▸ **Dataset entries**
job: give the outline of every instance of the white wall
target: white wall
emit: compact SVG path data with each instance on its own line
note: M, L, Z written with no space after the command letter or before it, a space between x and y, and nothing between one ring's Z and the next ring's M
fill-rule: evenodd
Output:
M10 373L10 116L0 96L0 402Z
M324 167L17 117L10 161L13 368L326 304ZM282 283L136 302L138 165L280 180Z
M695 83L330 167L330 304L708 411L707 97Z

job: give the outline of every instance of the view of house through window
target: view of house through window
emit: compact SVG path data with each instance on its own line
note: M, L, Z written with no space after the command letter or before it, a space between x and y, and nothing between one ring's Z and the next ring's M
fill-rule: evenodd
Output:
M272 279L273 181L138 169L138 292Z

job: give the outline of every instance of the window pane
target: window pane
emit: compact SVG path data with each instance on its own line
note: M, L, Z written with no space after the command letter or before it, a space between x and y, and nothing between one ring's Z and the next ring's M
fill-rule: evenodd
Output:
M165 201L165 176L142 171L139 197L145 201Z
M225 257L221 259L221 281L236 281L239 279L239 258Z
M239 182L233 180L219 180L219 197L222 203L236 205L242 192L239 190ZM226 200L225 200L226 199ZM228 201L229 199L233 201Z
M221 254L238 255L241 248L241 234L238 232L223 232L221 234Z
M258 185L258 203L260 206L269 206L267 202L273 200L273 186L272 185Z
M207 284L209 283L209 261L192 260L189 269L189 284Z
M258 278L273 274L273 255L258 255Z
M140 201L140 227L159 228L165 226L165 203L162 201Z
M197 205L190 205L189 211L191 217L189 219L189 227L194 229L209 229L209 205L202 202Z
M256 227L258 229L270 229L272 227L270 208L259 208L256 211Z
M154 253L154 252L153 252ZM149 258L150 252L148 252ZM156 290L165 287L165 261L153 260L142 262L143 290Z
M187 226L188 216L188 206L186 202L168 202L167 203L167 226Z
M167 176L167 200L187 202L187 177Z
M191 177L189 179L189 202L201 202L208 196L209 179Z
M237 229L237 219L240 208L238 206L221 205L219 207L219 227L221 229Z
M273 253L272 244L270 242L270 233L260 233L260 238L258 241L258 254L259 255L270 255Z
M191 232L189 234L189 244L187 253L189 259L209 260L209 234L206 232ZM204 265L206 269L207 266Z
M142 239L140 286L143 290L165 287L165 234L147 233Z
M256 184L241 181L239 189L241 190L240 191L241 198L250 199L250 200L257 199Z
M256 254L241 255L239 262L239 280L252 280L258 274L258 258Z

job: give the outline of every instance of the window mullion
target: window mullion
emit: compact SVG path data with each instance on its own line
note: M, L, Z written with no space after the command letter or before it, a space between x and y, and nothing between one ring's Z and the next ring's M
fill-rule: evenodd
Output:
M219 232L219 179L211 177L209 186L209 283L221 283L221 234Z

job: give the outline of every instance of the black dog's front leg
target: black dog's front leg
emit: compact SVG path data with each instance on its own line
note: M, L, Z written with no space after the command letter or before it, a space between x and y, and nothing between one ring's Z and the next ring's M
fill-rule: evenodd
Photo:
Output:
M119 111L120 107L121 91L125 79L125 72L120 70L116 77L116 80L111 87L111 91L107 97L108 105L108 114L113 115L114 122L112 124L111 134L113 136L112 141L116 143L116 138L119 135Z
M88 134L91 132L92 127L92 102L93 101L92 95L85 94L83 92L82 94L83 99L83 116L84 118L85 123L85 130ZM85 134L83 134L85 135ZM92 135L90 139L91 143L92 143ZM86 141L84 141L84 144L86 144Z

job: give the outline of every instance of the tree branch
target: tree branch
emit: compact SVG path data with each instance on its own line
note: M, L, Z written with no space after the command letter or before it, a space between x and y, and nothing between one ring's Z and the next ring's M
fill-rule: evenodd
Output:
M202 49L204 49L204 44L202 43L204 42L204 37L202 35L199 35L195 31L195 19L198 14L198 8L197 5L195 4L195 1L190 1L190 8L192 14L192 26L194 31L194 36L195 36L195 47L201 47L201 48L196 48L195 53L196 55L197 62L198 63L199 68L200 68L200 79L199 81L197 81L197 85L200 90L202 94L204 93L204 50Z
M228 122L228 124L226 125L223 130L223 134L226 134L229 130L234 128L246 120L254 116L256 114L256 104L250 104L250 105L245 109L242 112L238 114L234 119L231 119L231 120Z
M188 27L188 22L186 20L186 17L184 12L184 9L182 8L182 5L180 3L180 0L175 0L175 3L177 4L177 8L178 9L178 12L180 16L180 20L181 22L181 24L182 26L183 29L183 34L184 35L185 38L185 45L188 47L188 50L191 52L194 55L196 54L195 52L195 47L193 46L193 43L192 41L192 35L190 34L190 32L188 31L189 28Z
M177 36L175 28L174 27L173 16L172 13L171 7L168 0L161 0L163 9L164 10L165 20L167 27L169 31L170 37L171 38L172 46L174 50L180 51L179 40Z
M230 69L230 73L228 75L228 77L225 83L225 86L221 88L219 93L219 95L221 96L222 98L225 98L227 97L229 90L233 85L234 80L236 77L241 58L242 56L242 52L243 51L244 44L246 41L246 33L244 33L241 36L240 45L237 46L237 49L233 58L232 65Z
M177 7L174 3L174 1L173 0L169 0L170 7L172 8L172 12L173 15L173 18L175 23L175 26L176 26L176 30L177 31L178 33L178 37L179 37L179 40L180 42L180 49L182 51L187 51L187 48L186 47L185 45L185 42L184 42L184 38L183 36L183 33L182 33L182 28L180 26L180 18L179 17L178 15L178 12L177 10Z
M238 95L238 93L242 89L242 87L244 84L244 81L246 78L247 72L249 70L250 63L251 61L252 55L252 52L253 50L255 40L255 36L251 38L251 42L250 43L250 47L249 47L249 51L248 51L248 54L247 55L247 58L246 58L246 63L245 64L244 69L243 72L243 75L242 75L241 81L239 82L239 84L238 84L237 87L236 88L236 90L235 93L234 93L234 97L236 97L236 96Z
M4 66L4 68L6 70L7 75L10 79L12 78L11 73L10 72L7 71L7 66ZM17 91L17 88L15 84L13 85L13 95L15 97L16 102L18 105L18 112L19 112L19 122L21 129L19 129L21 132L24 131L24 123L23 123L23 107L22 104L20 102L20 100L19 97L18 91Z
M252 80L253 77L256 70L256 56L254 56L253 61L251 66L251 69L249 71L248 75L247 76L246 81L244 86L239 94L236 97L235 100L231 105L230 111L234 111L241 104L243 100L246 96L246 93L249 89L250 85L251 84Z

▸ **What to do**
Print the part of the listing that begins with the line containing "job: give the outline of every instance of the black" and ends with the line containing "M119 111L120 107L121", copying both of those lines and every line between them without any change.

▸ **Result of the exercise**
job: give the outline of every instance of the black dog's front leg
target: black dog's front leg
emit: compact SVG path data with each instance on its own line
note: M, L, Z written with no space after the command letter or before it, a space between x and y, and nothing between one ring's Z and the next ring's M
fill-rule: evenodd
Photo:
Output:
M119 111L120 107L121 91L125 79L125 72L120 70L116 77L116 80L111 87L111 91L107 97L108 105L108 114L113 115L114 122L112 124L111 134L113 136L112 141L116 143L116 138L119 135Z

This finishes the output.